# Cz p27 & p28



## Gullwing (Nov 9, 2013)

Have a couple of 32acp CZ P27s,but was surprised to obtain one marked P28. The only difference is the slide groves which are slanted instead of upright.s/n 4591.Ive not heard any reference to this model before,anyone know anything about its history,& why they did this modification. Was going to post a pic,but am unfamiliar with this set up,& don't know what my URL is. ( not very P/C educated )


----------



## lead (Oct 10, 2013)

The history on some of these older models is a little hard to come by. They weren't imported to the US back then, not alot was known about them.
I looked up one source and couldn't find a model P28 mentioned. It did say there was a P26, could you have mistaken the 6 for an 8? It also said the P26 was chambered in .380.
These are interesting old guns that have seen alot of history and been around the world alot more then I have. I wish these guns could talk. They'd have some stories to tell.


----------



## Gullwing (Nov 9, 2013)

* _Data excerpts_:
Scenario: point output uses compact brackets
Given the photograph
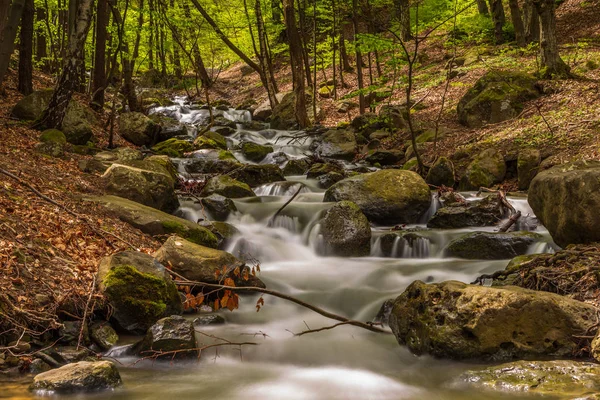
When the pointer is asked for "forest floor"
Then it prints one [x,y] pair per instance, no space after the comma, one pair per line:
[48,256]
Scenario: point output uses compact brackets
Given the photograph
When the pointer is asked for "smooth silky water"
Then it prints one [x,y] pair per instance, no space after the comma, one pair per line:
[342,363]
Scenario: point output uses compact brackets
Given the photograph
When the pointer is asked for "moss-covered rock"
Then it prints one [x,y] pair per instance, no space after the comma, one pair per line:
[487,169]
[83,376]
[566,199]
[496,97]
[227,186]
[491,245]
[553,379]
[138,129]
[385,197]
[441,173]
[528,163]
[346,231]
[154,222]
[173,147]
[254,151]
[139,290]
[459,321]
[153,189]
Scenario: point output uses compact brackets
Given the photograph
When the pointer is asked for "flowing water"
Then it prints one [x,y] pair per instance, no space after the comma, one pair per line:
[342,363]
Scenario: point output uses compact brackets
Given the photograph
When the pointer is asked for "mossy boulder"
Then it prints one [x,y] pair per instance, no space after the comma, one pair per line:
[338,143]
[139,290]
[170,334]
[256,175]
[154,222]
[459,321]
[78,121]
[497,96]
[199,263]
[566,199]
[561,379]
[486,169]
[254,151]
[491,245]
[385,197]
[441,173]
[346,231]
[173,147]
[528,162]
[138,129]
[153,189]
[227,186]
[84,376]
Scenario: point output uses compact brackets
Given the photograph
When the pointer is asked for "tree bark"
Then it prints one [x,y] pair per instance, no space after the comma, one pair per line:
[53,115]
[25,84]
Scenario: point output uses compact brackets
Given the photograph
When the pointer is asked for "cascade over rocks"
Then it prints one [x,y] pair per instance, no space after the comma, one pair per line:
[459,321]
[386,196]
[566,199]
[346,231]
[139,290]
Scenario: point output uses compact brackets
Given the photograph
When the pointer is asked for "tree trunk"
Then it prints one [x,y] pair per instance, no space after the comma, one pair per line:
[25,84]
[515,15]
[552,65]
[99,79]
[9,33]
[53,115]
[296,62]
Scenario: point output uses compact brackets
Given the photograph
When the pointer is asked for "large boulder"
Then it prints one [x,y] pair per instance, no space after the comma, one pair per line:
[346,231]
[139,290]
[385,197]
[153,189]
[555,379]
[138,129]
[78,121]
[486,169]
[227,186]
[84,376]
[338,143]
[491,245]
[459,321]
[154,222]
[199,263]
[496,97]
[175,336]
[566,199]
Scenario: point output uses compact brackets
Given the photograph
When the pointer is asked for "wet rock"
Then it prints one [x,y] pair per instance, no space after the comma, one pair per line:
[154,222]
[338,143]
[459,321]
[255,152]
[528,163]
[496,97]
[170,334]
[385,197]
[458,213]
[346,231]
[566,199]
[218,206]
[491,245]
[555,379]
[138,129]
[227,186]
[441,173]
[199,263]
[486,169]
[256,175]
[103,334]
[139,290]
[153,189]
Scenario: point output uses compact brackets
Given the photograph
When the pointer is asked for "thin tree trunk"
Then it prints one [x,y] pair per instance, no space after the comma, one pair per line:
[25,84]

* _Set tasks_:
1. In the forum thread about the CZ P27 and P28, what is the only difference the first poster sees between the P28 and the P27?
2. Continue the forum thread about the CZ P27 and P28 from its final header.

* _Task responses_:
1. The P28's slide grooves are slanted instead of upright.

2.
Thanks for your reply,I have the P24/P25 which has a rounded slide with slanted groves,in 380cal.This P28 has the P28 mark inscribed under the slanted groves on the L/H side of the slide.The P24/25 plus the P27 were in abundance here during ww2.Many of the German senior NCOs were issued with them. The war ended for us on May 9th 1945,and I went out aged 10yrs and collected dozens of pistols the 1st day, they were just left in the billets lying around.I still have a Sauer M38H .in 32acp collected on that 1st day.But with regard to the P28,I have never had or even seen one before,hence my curiousity.I was hoping that with all the millions of collector /shooters in the USA that someone else may have come across one.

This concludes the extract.